• _RECORD EXTRACTS_:
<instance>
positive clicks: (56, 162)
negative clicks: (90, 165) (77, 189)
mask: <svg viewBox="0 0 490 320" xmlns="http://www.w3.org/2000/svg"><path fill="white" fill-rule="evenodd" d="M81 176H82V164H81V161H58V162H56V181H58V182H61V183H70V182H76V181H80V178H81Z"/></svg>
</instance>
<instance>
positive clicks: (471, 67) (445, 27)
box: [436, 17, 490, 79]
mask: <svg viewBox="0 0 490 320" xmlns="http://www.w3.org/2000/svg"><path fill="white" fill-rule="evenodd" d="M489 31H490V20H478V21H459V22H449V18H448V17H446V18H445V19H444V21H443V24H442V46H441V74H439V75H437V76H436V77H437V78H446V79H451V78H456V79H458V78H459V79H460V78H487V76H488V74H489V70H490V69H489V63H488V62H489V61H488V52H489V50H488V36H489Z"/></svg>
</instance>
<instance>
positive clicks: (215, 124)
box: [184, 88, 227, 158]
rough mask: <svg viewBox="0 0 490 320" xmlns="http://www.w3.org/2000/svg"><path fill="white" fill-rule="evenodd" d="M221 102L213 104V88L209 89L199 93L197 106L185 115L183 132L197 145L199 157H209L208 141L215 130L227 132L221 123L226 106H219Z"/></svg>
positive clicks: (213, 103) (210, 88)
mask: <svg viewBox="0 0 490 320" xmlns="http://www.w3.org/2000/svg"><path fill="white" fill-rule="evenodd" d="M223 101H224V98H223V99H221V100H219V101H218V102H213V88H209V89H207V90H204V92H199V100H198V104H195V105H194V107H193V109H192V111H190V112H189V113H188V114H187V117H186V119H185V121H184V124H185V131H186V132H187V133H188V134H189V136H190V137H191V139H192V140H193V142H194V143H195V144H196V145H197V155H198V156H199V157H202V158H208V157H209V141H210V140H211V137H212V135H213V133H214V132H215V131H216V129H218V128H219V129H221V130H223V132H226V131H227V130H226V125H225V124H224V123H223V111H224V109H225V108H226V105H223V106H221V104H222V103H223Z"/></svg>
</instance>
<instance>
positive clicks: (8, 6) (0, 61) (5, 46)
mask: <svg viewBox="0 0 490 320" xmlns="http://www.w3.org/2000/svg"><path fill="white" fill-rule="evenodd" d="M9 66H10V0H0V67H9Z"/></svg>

• _ASSIGNED TASK_: Copy out every one of the records above line for line, changing nothing.

• _SOLUTION BELOW_:
<instance>
positive clicks: (56, 162)
negative clicks: (90, 165) (77, 189)
mask: <svg viewBox="0 0 490 320" xmlns="http://www.w3.org/2000/svg"><path fill="white" fill-rule="evenodd" d="M81 176H82V164H81V161H58V162H56V181H58V182H61V183H70V182H76V181H80V178H81Z"/></svg>
</instance>
<instance>
positive clicks: (471, 67) (445, 27)
box: [436, 17, 490, 79]
mask: <svg viewBox="0 0 490 320" xmlns="http://www.w3.org/2000/svg"><path fill="white" fill-rule="evenodd" d="M489 31H490V20H478V21H459V22H449V18H448V17H446V18H445V19H444V21H443V24H442V46H441V74H439V75H437V76H436V77H437V78H446V79H451V78H456V79H458V78H459V79H460V78H487V76H488V74H489V70H490V69H489V63H488V62H489V61H488V52H489V50H488V36H489Z"/></svg>
</instance>
<instance>
positive clicks: (215, 124)
box: [184, 88, 227, 158]
rough mask: <svg viewBox="0 0 490 320" xmlns="http://www.w3.org/2000/svg"><path fill="white" fill-rule="evenodd" d="M221 102L213 104V88L209 89L199 93L197 106L185 115L183 132L197 145L199 157H209L208 141L215 130L227 132L221 123L226 106H219Z"/></svg>
positive clicks: (213, 103) (210, 88)
mask: <svg viewBox="0 0 490 320" xmlns="http://www.w3.org/2000/svg"><path fill="white" fill-rule="evenodd" d="M223 101H224V98H223V99H221V100H219V101H218V102H213V88H209V89H207V90H204V92H199V100H198V104H195V105H194V107H193V109H192V111H190V112H189V113H188V114H187V117H186V119H185V121H184V124H185V131H186V132H187V133H188V134H189V136H190V137H191V139H192V140H193V142H194V143H195V144H196V145H197V155H198V156H199V157H202V158H208V157H209V141H210V140H211V137H212V135H213V133H214V132H215V131H216V129H218V128H219V129H221V130H223V132H226V131H227V130H226V125H225V124H224V123H223V111H224V109H225V108H226V105H223V106H221V104H222V103H223Z"/></svg>
</instance>
<instance>
positive clicks: (8, 6) (0, 61) (5, 46)
mask: <svg viewBox="0 0 490 320" xmlns="http://www.w3.org/2000/svg"><path fill="white" fill-rule="evenodd" d="M9 66H10V0H0V67H9Z"/></svg>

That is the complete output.